YOUR OBJECTIVE: Please set down, exactly as written, the line containing "# mark a point on every instance of the canyon;" and every line after it through the end of the records.

Saved data entries:
((

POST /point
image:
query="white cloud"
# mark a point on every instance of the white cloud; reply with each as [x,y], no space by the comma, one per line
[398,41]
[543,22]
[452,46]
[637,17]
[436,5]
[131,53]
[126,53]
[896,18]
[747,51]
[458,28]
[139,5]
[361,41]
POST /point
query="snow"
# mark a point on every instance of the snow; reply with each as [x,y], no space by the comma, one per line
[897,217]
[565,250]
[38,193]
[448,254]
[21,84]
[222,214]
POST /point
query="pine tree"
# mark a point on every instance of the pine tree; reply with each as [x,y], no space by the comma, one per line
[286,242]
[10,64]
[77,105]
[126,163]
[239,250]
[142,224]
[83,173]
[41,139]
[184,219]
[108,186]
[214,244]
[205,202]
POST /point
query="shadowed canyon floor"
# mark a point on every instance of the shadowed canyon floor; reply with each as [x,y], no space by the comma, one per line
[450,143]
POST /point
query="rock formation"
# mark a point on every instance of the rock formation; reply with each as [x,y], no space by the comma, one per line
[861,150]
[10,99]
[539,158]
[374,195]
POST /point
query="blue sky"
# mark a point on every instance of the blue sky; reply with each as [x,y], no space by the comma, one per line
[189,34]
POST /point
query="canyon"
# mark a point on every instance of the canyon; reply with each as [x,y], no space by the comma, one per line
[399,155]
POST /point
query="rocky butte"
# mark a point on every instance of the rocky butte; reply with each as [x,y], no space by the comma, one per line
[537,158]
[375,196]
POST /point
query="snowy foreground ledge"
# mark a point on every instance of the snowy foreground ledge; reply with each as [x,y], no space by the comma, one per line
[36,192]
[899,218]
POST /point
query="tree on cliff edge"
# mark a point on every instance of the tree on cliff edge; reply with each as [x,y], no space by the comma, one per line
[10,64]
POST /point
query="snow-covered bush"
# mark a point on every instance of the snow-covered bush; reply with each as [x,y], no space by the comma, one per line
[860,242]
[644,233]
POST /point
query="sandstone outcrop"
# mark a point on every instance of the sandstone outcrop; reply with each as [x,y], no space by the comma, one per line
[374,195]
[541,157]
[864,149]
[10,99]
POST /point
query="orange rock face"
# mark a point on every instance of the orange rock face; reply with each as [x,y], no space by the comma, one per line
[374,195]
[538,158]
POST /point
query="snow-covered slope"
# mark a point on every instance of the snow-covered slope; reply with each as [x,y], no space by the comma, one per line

))

WRITTEN REPLY:
# mark a point on every instance of the canyon; reply with each as [x,y], no space by the comma, one per line
[399,155]
POST /point
query="rocky butte"
# mark a point on every instance of the rocky butte; reply with each as [x,y], no space by the comma, one per line
[537,158]
[375,196]
POST /point
query="snowy foreground ledge"
# mark a point on every instance of the snowy foreground ledge; reply with each as [x,y], no space by the comma, one per line
[36,192]
[899,218]
POST /point
query="tree on cliff edge"
# mark a point on every instance of the tree on cliff edge; reply with each as [x,y], no space by the comma, one per line
[10,64]
POST /point
query="snow-covered bush"
# mark a point on every instance of the snow-covered bush; reply with each as [x,y], no space by the comma, one per line
[860,242]
[644,233]
POST /point
query="sandstone outcrop"
# mark a point on every instance of the sandstone outcrop; reply with each as [x,y], no space by the comma, one per line
[374,195]
[541,157]
[864,149]
[10,99]
POST /point
query="orange rock face"
# mark a point on every instance of the orange rock face; reply with each as [x,y], no space by the comma, one per line
[374,195]
[538,158]
POST /point
query="snow-covered slope"
# mark a point on every instance of the snow-covered slope; reply with each as [x,y], no space by the comma, one per line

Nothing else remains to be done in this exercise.